— WHAT TO DO —
Among the records below, find the lines with the word "headlight" and copy them.

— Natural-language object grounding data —
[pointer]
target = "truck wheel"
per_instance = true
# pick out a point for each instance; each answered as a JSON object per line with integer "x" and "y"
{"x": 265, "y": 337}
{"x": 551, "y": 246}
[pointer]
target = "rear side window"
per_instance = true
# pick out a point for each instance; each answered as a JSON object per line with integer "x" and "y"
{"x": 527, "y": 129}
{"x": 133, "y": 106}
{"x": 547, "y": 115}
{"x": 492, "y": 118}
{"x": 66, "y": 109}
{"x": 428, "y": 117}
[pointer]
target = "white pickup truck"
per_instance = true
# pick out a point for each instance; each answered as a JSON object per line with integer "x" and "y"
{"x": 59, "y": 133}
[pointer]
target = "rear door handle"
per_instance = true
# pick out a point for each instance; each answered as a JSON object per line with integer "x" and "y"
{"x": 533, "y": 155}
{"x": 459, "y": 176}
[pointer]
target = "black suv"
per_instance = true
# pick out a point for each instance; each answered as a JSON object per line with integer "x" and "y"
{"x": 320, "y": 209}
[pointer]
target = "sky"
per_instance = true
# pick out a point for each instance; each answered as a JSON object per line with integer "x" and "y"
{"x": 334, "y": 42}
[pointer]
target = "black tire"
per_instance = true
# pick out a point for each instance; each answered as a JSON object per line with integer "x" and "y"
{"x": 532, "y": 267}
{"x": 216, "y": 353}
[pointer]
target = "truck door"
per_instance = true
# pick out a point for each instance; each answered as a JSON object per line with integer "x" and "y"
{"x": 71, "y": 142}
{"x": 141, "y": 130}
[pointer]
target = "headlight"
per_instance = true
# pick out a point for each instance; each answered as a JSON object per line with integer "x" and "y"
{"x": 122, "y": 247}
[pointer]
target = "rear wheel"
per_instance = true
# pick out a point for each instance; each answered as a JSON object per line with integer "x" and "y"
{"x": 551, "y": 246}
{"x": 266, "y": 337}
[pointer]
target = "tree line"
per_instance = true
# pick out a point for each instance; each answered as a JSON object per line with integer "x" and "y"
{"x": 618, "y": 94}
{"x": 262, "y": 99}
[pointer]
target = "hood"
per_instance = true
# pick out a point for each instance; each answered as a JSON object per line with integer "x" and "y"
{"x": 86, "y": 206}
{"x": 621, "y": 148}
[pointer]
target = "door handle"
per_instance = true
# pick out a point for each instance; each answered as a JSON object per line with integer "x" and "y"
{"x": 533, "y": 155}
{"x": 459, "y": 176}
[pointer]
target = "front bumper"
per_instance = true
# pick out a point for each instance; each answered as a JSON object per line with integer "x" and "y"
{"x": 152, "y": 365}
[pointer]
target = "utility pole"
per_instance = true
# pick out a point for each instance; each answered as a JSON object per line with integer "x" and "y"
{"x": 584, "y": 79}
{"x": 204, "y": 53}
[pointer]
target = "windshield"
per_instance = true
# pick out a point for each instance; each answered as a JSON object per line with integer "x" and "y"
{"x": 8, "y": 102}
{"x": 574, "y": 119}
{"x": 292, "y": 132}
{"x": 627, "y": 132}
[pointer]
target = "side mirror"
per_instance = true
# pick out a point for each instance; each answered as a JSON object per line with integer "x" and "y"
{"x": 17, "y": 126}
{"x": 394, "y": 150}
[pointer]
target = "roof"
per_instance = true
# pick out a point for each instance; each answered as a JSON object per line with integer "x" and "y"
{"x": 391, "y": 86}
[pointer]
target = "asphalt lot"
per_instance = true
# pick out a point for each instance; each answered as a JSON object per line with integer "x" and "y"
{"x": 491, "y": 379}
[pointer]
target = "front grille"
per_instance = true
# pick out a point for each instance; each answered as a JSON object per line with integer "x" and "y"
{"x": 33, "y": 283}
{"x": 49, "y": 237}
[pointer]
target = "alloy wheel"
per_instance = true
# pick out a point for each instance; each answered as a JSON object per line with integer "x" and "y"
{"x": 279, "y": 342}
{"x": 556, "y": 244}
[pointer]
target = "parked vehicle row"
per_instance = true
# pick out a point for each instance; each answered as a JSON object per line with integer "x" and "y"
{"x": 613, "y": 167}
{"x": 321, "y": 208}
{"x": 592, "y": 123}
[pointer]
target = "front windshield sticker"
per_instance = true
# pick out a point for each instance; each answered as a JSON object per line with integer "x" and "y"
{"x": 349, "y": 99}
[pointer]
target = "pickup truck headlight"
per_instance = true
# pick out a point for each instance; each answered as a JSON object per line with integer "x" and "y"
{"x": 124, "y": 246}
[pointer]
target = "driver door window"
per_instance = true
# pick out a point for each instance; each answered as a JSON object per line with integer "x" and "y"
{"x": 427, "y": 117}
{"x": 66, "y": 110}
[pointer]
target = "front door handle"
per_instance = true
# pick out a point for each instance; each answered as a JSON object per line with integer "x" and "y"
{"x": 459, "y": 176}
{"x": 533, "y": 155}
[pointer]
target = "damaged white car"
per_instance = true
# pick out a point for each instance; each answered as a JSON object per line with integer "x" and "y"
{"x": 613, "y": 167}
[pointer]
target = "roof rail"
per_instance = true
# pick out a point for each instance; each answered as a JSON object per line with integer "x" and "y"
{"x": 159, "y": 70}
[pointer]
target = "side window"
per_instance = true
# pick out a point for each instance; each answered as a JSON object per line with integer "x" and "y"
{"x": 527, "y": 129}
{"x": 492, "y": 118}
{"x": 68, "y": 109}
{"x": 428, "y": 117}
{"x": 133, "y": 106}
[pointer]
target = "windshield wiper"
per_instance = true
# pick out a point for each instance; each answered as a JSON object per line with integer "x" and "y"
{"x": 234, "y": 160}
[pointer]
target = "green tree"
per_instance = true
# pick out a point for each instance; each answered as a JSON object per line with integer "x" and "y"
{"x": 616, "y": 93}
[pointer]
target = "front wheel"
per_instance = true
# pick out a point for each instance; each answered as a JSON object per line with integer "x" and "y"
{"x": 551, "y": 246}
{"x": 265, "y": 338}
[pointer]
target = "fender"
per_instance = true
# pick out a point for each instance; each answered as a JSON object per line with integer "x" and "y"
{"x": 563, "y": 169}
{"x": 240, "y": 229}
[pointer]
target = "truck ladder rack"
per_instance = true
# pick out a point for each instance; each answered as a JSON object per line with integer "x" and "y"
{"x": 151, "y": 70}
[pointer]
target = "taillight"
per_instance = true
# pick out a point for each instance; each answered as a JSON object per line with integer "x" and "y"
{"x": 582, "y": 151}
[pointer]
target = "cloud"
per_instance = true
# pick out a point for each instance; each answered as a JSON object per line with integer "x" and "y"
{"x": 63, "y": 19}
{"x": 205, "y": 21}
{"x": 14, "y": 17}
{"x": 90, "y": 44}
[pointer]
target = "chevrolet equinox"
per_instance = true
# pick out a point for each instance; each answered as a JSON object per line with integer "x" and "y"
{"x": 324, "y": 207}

--

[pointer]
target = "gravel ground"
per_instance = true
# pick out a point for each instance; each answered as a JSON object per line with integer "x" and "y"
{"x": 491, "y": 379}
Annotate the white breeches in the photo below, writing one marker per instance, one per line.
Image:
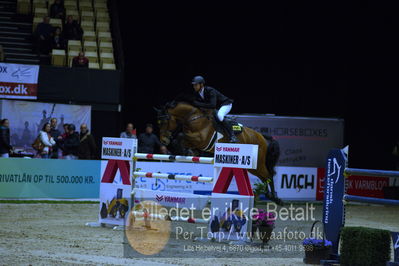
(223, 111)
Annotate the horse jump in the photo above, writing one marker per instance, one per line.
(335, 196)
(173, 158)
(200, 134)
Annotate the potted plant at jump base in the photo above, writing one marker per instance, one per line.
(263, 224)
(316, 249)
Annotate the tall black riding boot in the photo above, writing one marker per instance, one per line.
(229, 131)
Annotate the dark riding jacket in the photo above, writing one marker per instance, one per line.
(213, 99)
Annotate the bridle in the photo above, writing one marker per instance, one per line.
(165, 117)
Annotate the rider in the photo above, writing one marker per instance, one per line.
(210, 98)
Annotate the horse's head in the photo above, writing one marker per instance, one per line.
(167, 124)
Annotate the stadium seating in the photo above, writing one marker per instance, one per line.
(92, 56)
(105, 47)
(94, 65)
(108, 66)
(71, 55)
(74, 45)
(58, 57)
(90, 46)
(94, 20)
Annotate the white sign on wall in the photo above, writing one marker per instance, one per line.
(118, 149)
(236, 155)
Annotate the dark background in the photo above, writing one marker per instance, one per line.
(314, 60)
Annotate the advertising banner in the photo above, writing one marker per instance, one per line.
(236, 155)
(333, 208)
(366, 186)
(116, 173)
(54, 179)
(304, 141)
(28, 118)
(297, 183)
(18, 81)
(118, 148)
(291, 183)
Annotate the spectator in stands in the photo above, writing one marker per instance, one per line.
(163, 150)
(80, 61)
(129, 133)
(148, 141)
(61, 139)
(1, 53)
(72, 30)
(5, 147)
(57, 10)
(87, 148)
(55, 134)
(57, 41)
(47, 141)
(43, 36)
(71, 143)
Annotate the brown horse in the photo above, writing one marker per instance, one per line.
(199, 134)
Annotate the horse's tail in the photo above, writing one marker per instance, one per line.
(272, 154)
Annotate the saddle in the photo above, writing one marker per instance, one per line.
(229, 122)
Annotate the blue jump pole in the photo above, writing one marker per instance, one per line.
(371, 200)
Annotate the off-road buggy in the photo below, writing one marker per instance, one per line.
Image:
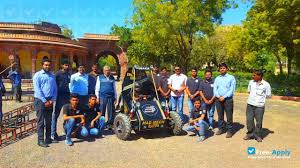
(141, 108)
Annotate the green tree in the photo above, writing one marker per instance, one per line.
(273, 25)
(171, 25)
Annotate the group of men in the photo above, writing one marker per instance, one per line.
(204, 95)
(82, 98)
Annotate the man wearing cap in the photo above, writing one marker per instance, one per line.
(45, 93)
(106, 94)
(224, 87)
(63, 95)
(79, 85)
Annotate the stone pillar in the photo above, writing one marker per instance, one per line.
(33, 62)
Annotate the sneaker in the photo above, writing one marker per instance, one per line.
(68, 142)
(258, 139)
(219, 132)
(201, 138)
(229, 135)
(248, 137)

--

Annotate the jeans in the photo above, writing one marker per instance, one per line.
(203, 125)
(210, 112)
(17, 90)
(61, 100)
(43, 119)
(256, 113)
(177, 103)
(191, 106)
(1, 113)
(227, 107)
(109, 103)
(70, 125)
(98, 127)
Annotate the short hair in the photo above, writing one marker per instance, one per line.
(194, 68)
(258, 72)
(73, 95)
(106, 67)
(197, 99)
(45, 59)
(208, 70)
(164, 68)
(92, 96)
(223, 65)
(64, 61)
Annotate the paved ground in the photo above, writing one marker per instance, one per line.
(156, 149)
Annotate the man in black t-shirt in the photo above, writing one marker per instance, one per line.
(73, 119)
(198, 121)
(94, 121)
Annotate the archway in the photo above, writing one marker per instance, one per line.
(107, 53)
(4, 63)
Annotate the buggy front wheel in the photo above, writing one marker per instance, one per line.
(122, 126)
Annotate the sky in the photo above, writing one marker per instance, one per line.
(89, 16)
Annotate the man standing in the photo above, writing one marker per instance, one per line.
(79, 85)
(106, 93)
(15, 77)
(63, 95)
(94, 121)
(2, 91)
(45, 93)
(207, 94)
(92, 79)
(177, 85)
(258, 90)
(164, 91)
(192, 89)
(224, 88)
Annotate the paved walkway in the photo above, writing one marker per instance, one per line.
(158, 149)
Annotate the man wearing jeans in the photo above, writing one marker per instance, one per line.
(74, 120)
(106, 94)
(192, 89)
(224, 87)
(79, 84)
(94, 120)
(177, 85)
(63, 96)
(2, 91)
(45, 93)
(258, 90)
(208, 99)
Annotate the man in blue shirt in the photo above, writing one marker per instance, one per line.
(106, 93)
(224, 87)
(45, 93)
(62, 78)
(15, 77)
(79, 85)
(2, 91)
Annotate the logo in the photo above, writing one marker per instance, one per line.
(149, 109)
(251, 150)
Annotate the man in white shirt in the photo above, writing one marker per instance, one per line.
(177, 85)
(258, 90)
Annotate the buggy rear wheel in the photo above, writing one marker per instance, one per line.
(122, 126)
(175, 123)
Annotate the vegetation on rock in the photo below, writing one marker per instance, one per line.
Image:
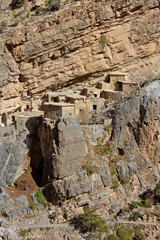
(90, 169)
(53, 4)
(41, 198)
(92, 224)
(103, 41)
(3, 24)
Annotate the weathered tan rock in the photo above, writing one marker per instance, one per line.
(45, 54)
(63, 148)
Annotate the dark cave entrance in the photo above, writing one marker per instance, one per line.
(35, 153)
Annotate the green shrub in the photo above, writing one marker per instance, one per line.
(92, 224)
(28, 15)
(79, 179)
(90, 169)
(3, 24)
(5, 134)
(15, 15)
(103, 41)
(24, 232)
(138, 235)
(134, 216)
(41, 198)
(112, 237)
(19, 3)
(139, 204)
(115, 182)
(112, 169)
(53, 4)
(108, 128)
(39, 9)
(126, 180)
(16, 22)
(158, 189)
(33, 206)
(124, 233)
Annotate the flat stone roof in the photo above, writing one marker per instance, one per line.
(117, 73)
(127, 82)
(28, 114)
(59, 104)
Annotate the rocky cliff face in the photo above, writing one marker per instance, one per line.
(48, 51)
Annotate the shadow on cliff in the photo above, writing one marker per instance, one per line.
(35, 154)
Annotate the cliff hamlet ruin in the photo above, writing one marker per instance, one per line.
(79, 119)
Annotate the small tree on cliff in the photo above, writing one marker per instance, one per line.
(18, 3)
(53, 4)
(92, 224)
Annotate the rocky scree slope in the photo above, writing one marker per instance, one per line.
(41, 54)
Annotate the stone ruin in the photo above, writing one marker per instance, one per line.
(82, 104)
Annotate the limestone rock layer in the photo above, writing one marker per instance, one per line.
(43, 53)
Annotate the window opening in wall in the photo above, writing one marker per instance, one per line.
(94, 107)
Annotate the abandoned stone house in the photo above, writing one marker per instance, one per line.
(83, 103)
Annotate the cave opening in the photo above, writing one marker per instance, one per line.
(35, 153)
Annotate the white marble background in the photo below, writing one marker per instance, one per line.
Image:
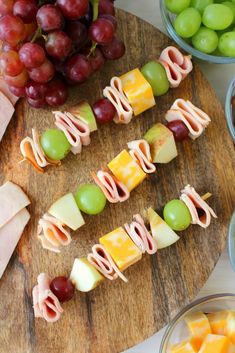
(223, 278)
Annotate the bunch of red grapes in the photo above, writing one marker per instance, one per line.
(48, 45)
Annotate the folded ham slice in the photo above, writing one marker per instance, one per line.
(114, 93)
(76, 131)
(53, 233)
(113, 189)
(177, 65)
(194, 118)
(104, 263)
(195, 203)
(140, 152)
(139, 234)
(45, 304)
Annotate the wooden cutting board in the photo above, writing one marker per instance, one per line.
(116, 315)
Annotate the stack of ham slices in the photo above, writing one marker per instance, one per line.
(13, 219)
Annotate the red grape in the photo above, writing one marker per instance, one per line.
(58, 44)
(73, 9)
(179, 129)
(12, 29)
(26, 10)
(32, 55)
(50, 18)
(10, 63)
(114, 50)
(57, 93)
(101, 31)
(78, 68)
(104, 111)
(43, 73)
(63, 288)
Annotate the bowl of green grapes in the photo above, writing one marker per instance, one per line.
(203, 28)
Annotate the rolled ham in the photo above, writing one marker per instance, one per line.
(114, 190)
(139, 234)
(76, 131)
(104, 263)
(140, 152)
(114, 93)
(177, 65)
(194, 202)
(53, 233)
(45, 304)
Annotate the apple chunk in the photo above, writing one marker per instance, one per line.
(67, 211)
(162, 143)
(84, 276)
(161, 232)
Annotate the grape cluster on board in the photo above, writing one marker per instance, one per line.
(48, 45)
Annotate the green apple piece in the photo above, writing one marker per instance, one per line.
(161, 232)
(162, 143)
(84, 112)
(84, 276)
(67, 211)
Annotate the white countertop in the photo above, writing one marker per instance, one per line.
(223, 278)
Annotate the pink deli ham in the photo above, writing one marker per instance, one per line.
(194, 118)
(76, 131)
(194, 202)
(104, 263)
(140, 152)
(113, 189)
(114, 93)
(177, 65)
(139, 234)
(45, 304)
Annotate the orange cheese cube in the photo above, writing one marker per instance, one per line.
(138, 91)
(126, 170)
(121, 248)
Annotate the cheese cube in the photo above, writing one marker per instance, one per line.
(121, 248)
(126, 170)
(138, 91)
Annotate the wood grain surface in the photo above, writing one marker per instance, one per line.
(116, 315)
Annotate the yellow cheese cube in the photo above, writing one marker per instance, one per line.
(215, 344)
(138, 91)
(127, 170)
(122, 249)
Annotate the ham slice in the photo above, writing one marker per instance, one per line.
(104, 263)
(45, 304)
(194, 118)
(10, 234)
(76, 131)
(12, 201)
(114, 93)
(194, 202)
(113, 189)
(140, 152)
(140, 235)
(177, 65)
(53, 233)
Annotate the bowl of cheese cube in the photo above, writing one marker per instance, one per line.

— ANSWER SECTION —
target = "headlight"
target = "pickup truck headlight"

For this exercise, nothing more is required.